### [Exercise aim]
Which lines run from the line with "<point>638,421</point>" through the line with "<point>222,35</point>" in the entries below? Print them exactly, both ends included, and nothing more.

Items from a data source
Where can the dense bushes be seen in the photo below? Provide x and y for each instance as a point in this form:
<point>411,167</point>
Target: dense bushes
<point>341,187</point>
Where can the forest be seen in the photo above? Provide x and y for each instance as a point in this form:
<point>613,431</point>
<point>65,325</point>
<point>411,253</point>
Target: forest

...

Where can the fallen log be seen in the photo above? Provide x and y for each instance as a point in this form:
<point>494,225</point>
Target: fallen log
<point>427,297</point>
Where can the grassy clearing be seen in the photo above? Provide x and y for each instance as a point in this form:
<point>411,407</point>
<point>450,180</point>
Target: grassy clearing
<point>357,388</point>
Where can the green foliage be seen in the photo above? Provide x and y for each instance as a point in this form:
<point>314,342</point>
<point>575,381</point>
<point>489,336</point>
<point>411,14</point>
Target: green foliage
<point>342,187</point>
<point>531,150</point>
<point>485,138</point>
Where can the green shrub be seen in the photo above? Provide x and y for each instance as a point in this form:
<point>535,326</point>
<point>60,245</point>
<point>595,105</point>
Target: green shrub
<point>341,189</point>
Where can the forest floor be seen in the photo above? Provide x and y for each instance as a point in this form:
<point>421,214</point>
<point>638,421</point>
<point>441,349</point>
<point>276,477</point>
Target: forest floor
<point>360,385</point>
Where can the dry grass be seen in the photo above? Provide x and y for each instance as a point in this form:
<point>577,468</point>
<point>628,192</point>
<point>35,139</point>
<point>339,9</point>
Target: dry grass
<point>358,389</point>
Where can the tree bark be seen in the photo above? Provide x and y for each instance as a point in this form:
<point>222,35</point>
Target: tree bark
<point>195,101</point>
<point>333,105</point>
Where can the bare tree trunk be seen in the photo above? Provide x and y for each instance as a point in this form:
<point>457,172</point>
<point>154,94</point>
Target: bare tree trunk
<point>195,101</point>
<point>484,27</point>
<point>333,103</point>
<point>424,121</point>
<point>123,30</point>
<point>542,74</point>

### [Answer for this exercise]
<point>638,421</point>
<point>441,349</point>
<point>276,477</point>
Target: forest floor
<point>360,385</point>
Where can the dry grass be seen in the photo above? Provide x and y for each instance as a point in this form:
<point>577,468</point>
<point>628,192</point>
<point>35,139</point>
<point>339,9</point>
Target: dry grass
<point>358,389</point>
Where can the tree bark be seen in the photo above? Provide x and y for each instance as a point in this form:
<point>222,35</point>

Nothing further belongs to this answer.